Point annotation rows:
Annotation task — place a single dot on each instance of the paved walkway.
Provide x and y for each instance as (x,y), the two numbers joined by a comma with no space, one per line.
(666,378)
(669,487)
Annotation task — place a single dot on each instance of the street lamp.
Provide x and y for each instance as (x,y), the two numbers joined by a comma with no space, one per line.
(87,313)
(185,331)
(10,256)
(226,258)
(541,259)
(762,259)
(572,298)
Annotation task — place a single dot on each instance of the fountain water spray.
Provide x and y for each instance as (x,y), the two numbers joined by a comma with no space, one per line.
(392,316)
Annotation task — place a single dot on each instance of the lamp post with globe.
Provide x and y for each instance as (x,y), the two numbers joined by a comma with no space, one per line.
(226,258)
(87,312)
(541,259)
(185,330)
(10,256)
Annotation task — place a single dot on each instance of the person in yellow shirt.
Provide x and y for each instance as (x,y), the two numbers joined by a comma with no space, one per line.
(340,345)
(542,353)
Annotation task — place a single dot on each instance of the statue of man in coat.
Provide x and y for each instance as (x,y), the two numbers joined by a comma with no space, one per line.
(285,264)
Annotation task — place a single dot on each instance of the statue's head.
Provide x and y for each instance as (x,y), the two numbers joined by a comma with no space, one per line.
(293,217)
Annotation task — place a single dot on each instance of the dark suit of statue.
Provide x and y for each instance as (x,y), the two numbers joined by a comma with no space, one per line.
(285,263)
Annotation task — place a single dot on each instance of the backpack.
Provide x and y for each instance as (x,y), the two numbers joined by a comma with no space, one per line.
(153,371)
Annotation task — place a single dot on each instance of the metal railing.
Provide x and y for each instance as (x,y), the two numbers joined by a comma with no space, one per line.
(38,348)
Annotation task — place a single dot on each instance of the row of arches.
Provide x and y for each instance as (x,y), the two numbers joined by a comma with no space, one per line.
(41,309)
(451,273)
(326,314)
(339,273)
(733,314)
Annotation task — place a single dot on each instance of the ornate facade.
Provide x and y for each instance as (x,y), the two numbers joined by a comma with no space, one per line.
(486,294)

◆ DIRECTIONS FOR THIS TASK
Put the lines from the one containing "the ornate facade." through the end of the rows into a JSON list of strings, one string per line, with blank lines omitted.

◆ FULL RESPONSE
[
  "Annotation task — place a single dot on each instance of the ornate facade.",
  "Provide x and y for each instance as (x,y), the two numbers joined by a comma with no space, one per line.",
  "(486,294)"
]